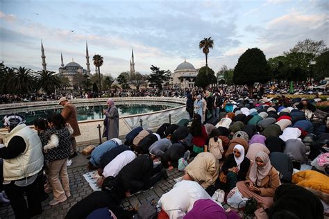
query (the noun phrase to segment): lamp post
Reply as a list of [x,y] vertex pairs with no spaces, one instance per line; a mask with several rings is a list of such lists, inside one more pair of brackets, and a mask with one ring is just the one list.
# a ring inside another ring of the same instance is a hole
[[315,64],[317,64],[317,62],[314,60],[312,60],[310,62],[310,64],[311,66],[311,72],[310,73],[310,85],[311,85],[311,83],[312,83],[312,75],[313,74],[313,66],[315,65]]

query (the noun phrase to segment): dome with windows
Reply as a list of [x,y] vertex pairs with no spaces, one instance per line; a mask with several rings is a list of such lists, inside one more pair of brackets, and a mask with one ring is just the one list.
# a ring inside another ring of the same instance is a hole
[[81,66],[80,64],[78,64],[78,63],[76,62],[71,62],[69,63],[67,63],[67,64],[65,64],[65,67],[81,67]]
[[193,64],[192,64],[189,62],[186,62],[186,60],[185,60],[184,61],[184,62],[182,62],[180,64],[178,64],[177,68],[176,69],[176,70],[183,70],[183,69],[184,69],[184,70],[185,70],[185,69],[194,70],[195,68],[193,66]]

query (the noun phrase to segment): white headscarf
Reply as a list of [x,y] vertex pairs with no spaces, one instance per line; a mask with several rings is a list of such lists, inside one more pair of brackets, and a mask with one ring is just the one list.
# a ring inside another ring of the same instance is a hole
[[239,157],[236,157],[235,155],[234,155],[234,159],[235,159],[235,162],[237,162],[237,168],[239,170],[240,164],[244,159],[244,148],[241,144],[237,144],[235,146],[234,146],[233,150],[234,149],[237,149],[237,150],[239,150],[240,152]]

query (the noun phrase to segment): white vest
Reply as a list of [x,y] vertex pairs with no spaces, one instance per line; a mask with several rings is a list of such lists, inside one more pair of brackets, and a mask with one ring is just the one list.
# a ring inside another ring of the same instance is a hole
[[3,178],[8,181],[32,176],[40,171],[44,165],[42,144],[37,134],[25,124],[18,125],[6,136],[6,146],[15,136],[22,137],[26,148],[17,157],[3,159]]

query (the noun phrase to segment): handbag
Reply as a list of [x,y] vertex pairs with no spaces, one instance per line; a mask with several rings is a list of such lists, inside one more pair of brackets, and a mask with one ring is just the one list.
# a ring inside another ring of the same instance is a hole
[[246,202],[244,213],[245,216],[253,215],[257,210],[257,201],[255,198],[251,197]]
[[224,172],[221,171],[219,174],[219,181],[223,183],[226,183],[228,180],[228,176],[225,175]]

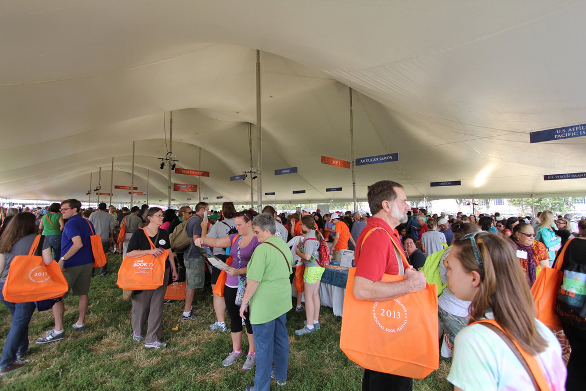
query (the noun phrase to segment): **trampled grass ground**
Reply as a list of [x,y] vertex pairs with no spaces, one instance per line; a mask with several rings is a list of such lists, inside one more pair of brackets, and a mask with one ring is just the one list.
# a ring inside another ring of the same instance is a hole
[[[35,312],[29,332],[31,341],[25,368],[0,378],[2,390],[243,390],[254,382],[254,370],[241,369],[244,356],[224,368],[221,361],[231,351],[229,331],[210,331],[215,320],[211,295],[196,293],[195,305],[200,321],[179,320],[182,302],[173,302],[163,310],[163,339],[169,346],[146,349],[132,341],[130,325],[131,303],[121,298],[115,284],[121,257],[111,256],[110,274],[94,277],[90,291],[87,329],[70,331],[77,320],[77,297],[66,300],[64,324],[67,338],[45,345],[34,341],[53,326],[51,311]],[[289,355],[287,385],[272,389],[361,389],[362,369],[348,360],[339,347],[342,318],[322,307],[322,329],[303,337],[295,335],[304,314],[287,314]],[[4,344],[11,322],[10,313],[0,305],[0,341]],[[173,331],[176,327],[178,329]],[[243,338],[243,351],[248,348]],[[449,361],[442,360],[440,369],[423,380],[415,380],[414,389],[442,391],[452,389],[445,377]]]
...
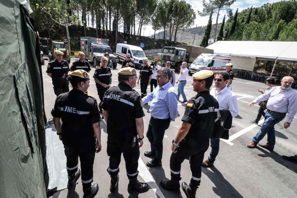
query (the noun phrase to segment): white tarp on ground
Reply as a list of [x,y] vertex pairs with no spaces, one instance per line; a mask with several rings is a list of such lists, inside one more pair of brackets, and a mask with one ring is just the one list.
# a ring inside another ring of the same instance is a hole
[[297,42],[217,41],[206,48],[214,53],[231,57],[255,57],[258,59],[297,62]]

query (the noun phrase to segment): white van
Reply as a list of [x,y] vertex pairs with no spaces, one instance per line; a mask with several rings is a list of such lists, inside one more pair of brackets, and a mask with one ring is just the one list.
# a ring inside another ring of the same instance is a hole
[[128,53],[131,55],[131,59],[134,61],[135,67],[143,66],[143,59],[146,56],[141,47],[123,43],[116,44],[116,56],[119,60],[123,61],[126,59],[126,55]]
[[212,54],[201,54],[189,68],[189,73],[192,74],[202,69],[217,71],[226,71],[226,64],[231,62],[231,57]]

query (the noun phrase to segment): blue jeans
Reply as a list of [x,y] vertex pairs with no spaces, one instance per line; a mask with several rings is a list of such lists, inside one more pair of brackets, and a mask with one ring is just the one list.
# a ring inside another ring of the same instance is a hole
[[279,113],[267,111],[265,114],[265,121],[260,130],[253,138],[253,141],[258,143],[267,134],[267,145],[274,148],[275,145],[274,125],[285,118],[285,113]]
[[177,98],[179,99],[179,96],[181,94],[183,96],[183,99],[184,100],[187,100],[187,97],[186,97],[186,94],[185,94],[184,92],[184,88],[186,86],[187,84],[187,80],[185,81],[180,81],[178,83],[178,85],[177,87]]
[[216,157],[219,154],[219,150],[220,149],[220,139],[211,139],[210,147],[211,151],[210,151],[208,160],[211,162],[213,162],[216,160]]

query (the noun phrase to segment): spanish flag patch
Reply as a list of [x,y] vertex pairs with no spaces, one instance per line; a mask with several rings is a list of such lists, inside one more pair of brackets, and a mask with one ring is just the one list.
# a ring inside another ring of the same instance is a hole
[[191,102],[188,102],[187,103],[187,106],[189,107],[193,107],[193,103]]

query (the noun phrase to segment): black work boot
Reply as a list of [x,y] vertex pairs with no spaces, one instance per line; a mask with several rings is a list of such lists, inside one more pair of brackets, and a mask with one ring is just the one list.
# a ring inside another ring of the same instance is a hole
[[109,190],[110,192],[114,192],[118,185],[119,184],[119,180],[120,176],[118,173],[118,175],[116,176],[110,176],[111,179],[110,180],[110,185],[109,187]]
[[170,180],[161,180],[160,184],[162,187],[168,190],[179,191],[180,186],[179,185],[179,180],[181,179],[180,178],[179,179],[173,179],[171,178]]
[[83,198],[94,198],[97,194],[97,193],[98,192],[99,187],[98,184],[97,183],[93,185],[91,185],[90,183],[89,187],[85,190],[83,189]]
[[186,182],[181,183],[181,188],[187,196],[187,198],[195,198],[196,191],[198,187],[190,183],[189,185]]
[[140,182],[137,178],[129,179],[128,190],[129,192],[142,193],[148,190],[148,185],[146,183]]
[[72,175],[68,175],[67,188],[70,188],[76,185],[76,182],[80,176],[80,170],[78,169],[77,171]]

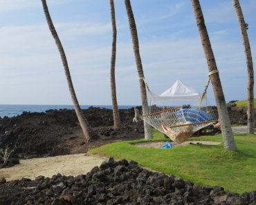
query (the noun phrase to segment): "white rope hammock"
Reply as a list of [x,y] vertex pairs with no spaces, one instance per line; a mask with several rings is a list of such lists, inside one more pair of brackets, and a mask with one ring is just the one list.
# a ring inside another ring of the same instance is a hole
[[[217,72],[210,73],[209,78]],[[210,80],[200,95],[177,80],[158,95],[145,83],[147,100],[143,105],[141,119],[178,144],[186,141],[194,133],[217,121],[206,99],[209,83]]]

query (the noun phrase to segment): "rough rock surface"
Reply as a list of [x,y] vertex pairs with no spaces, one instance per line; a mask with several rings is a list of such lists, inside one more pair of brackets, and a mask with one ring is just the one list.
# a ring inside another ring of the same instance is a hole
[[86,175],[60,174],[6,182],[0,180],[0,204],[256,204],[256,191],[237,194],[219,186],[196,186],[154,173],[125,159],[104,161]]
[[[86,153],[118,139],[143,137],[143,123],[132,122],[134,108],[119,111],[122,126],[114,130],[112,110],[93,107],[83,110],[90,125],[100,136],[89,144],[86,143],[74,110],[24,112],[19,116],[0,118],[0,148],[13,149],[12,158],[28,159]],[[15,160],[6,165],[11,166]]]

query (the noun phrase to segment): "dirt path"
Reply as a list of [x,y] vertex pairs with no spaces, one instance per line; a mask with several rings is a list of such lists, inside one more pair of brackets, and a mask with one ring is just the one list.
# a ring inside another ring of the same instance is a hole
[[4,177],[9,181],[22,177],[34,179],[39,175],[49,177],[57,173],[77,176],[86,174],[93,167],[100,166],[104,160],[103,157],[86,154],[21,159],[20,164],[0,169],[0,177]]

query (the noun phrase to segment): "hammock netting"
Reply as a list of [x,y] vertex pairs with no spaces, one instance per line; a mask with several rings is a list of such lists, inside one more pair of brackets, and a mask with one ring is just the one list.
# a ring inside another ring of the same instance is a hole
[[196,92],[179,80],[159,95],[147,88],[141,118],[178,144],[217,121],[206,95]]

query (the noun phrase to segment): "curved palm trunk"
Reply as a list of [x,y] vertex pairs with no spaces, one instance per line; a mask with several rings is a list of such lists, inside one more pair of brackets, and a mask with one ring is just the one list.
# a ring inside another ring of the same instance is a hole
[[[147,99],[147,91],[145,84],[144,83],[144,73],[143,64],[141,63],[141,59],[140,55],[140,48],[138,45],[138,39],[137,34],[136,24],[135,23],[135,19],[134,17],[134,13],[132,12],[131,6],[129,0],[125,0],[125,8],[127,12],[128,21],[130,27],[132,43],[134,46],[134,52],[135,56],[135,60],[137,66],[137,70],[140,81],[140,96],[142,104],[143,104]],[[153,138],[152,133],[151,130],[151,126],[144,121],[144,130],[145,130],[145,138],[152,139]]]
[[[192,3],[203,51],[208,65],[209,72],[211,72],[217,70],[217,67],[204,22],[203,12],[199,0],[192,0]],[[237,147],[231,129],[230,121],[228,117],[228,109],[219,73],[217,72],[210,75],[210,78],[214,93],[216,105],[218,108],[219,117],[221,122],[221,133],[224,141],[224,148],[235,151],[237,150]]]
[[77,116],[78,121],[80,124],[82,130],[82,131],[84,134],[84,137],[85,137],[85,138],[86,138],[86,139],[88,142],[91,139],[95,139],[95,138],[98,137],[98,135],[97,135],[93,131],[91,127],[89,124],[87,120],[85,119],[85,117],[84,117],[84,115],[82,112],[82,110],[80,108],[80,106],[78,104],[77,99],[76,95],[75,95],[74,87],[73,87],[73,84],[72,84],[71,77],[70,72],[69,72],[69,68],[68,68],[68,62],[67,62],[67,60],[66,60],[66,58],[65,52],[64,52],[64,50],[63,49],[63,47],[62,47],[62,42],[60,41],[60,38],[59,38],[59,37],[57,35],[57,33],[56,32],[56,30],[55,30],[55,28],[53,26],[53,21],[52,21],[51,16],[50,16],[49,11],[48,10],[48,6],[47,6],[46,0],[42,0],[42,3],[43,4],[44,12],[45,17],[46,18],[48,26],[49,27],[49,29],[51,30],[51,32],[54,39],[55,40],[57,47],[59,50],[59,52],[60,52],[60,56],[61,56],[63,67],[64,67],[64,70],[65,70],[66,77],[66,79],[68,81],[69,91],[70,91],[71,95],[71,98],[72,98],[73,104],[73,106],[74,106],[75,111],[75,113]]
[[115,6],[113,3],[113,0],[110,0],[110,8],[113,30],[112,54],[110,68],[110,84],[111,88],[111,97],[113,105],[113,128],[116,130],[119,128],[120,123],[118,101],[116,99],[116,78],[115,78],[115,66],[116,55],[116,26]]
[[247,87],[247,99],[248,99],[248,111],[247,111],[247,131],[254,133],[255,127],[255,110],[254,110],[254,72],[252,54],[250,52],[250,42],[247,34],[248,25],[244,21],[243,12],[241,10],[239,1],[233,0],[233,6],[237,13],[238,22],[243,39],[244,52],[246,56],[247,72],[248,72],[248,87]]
==
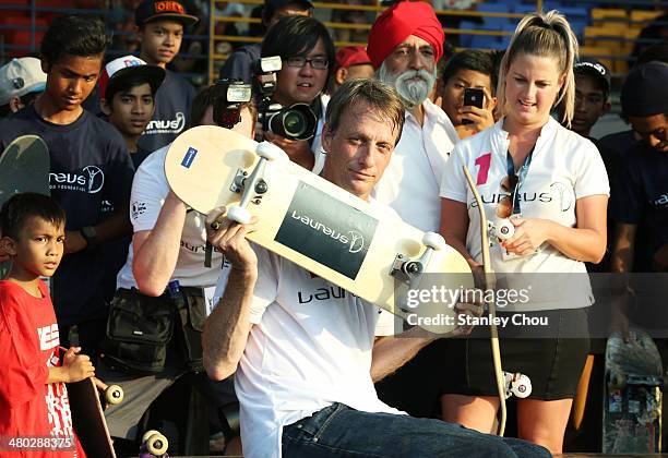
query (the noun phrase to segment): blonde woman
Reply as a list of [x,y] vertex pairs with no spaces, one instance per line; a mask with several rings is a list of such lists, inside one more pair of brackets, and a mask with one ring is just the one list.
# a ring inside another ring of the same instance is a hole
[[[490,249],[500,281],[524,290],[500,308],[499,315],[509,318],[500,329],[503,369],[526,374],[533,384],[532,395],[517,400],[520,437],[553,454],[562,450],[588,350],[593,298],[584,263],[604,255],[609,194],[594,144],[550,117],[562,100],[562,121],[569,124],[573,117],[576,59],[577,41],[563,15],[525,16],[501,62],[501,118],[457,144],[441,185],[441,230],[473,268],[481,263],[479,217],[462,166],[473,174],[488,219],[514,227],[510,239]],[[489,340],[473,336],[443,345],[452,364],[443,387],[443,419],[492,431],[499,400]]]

■ The problem:
Extract each line of the records that contains the word "white". Treat uppercase and lowercase as different.

■ Answer to the exercise:
query (the noun phrase to segment): white headscarf
query (the noun phrase to segment): white vest
query (the noun phrase to segment): white tarp on ground
query (the noun phrase to segment): white van
query (the noun phrase to segment): "white rope hammock"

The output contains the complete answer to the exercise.